Aim: Output each line exactly as it appears, skipping any embedded picture.

Data excerpts:

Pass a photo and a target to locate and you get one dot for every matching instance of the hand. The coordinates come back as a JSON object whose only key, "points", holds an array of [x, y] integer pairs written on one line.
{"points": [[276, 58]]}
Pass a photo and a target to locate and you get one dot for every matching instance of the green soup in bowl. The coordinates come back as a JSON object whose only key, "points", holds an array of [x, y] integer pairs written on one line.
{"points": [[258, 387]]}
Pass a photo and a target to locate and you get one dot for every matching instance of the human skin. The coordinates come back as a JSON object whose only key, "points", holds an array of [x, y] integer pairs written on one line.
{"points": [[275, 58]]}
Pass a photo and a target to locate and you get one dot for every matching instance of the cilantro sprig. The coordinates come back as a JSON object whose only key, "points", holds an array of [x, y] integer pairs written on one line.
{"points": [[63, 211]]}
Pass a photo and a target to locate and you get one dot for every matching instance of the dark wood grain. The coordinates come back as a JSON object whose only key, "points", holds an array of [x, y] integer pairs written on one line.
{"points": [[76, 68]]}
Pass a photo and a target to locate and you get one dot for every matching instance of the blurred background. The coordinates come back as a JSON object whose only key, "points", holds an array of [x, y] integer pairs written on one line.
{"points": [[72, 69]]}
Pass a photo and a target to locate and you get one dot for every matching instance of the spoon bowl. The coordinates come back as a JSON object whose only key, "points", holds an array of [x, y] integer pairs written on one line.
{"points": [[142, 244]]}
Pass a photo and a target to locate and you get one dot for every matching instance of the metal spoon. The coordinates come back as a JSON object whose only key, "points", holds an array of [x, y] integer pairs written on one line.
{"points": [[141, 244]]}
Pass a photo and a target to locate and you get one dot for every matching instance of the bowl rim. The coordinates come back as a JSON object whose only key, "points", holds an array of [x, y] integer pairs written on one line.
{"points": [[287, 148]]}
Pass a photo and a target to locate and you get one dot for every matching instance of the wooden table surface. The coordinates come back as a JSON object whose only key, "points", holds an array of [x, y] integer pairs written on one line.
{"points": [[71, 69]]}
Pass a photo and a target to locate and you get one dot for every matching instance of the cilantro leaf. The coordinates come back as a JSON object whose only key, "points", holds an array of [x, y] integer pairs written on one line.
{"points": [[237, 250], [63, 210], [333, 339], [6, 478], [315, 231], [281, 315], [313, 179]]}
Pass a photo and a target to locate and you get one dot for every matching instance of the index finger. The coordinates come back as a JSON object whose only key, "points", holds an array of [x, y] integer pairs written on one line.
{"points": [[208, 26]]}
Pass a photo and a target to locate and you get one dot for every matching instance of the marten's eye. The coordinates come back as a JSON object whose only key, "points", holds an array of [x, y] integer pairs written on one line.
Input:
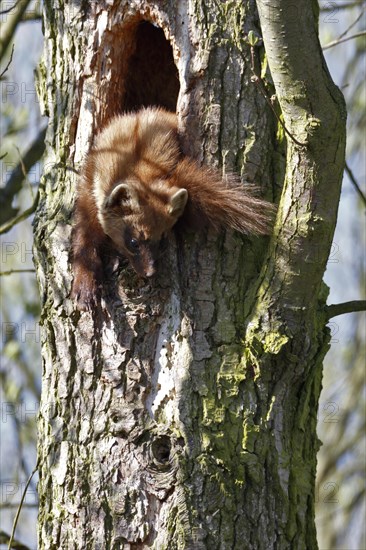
{"points": [[132, 245]]}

Task answer:
Pass a photo and a target to locate and you get one dot for every matching instance of the hand. The coordinates come back as a JSON object whose only key, "points", holds an array of [x, y] integer pairs written on one line.
{"points": [[276, 58]]}
Pass a photo and a target to locate and you get one dot for every matching instance of the green soup in bowl. The coordinates come back as a JSON object whose only key, "points", holds an array of [x, y] integer pairs written on one line.
{"points": [[258, 387]]}
Pass a photo and a target to locate and you get one dot for every matching instance of the human skin. The coordinates come back as a JSON object whose only key, "points", holds an array of [x, y] integer pairs written on one line.
{"points": [[275, 58]]}
Pass a photo and a target to locate and you get one dot for every matching instance of the cilantro sprig. The coordinates come back as a JSON object whose only key, "points", holds an array of [x, y] integer pairs written on one line.
{"points": [[63, 211]]}
Pass a photo and a target to locate and you get one dot for every matching instance of the dark wood grain. The coordinates come back as a JSON object whose only key, "points", holds an array of [x, y] integer pairs written on one line.
{"points": [[76, 68]]}
Pass a photo and a target to locate and you get one dot for every matching instance of the blurred background. The coordinates come back as a JSON object whose only key, "points", holds an array of [x, y] integer pairs written on one line.
{"points": [[72, 69]]}
Pass a photo and a target to locate and you get one dot for every matching instance of the spoon bowl. The coordinates come back as a JSON object whose only key, "points", holds an array of [x, y] integer pairs written on one line.
{"points": [[142, 244]]}
Pass a photo and a target to locate and you get one dot for every matching instance of the metal spoon. The coordinates come back as a JSON object whose only key, "points", holds an array of [x, y] integer pairs written on one line.
{"points": [[141, 244]]}
Pass a photo and a target to locate and you get one dot for every matching instance of the bowl rim. The coordinates come back as a JSON object whose only key, "points", holds an array of [x, y] integer pairs written on one line.
{"points": [[287, 148]]}
Pass a photo and a target to locate and you get one dot for every matching instance of the wooden table surface. The coordinates come back as a JSON object whose only key, "points", holds an array of [x, y] integer pairs written on one line.
{"points": [[71, 69]]}
Pass a photo and a target to locate and you get one dot for every matching instance of the cilantro leaf. The coordinates come back as a JSON object whose only key, "points", holds an array of [x, y] integer pairs written on one line.
{"points": [[237, 250], [63, 210], [333, 339], [6, 478], [315, 231], [281, 315], [313, 179]]}
Pass a photo and a target to locate and you get one dot for every matching instance of the index finger. The coordinates come back as a JSON object whose only key, "points", holds an array of [x, y] integer pairs written on one line.
{"points": [[208, 26]]}
Pass a photo and a target to locate and you get one dot for every matching instance of the marten's eye. The coordinates come back as a JSON object whose only key, "points", holds an array of [x, y] integer pairs written on one line.
Input:
{"points": [[132, 245]]}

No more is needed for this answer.